> Ausgewählte Textstelle
::::
# Was ist los bei Siemens?



## AUDSUPERUSER (3 September 2008)

Ich habe gerade in den Nachrichten einen Bericht über den Stellenabbau bei Siemens gesehen.

http://www.heise.de/newsticker/Siemens-plant-radikalen-Stellenabbau--/meldung/110009

Was ist los bei Siemens? Was ist die Ursache? 15000 Stellen?

Gruss
Audsuperuser


----------



## vierlagig (3 September 2008)

die haben seit kurzem einen neuen super-entwickler ... der macht das jetzt alles mit links und 40 fieber 

... die 40 fieber scheint er meiner meinung nach übrigens immer zu haben, anders kann ich mir seine entgleisungen nicht erklären...


----------



## Manfred Stangl (3 September 2008)

4L
ich glaub du glaubst zu wissen*ROFL*


----------



## Ralle (3 September 2008)

Na ja, der Bericht stammt noch vom Juni. Es geht um zu hohe Verwaltungskosten, das wird wie immer bereinigt, Verwaltung ausbauen, Arbeiterpack rausschmeißen, man kann ja schließlich in China produzieren.:icon_twisted:

Das ganze Manager-Pack sollte man vor Gericht zerren, wegen Korruption und Bereicherung, aber das wird wohl nie passieren.
::::
> Bereitgestellte Daten

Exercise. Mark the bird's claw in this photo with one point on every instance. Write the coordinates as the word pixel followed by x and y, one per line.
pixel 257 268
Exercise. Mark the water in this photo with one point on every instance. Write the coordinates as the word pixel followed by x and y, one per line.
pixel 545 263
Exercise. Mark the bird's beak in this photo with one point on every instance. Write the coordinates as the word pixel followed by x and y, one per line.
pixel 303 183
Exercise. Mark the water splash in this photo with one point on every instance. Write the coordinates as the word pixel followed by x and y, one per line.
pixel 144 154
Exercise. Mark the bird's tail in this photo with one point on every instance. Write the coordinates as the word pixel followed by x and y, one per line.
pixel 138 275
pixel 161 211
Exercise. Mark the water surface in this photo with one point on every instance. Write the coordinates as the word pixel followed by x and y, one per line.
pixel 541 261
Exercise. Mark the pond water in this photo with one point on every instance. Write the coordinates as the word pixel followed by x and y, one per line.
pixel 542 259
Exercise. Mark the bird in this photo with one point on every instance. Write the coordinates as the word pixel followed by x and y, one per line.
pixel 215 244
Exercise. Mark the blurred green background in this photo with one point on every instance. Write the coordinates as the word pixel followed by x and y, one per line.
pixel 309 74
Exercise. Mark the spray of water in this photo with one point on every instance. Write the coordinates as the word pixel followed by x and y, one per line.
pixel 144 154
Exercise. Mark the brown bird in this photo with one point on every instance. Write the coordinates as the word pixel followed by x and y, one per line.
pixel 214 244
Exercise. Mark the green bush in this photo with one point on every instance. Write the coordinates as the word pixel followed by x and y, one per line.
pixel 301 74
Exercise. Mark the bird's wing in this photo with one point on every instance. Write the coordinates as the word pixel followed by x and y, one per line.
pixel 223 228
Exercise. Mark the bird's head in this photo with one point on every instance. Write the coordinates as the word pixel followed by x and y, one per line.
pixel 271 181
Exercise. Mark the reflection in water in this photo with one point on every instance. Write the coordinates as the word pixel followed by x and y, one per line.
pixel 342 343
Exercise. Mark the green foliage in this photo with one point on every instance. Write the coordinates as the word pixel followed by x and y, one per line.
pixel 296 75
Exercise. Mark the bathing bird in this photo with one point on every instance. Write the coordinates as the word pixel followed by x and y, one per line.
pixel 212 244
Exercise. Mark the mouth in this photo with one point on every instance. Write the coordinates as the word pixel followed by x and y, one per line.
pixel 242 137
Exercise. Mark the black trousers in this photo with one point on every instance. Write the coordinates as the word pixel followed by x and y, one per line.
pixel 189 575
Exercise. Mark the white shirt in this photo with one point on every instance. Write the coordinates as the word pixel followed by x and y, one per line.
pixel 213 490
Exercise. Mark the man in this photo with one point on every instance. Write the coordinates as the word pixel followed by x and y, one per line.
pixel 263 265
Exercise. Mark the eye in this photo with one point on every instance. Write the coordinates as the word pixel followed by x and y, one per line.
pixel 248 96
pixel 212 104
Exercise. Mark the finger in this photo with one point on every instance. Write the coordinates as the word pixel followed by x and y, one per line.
::::
> Ihre Aufgabe
Führen Sie die Forendiskussion über den Stellenabbau bei Siemens im Anschluss an ihren letzten Satz weiter.

> Antwort zur Aufgabe
PS: Ne, zuallererst wegen Unfähigkeit!


----------



## rostiger Nagel (3 September 2008)

@Ralle
...das Manager Pack ist teilweise vor Gericht gezogen wegen der Koruption (konnte man Wochenlang in der Presse verfolgen) um die Strafe wieder reinzuholen werden jetzt wahrscheinlich die Nichtmanager entlassen.....

schönen Abend


----------



## Ralle (3 September 2008)

Reparatur schrieb:


> @Ralle
> ...das Manager Pack ist teilweise vor Gericht gezogen wegen der Koruption (konnte man Wochenlang in der Presse verfolgen) um die Strafe wieder reinzuholen werden jetzt wahrscheinlich die Nichtmanager entlassen.....
> 
> schönen Abend



Ist eigentlich schon wer verurteilt? Und ist sein komplettes zusammengerafftes  Vermögen eingezogen worden?


----------



## rostiger Nagel (3 September 2008)

...ich habe das nur überflogen ich glaube aber der Finanzvorstand musste dran glauben, der war ziemlich oben angesiedelt....


----------



## rostiger Nagel (3 September 2008)

hier ein auszug
*Siemens-Prozess*

*Bewährungsstrafe für Angeklagten*

© ZEIT ONLINE, dpa, Reuters  28.7.2008 - 14:12 Uhr 

Im ersten Prozess um den Schmiergeld-Skandal bei Siemens hat das Landgericht München den Ex-Manager Reinhard S. zu zwei Jahren auf Bewährung verurteilt. Außerdem muss er eine Geldstrafe von 108.000 Euro zahlen....

schönen Abend noch


----------



## eYe (3 September 2008)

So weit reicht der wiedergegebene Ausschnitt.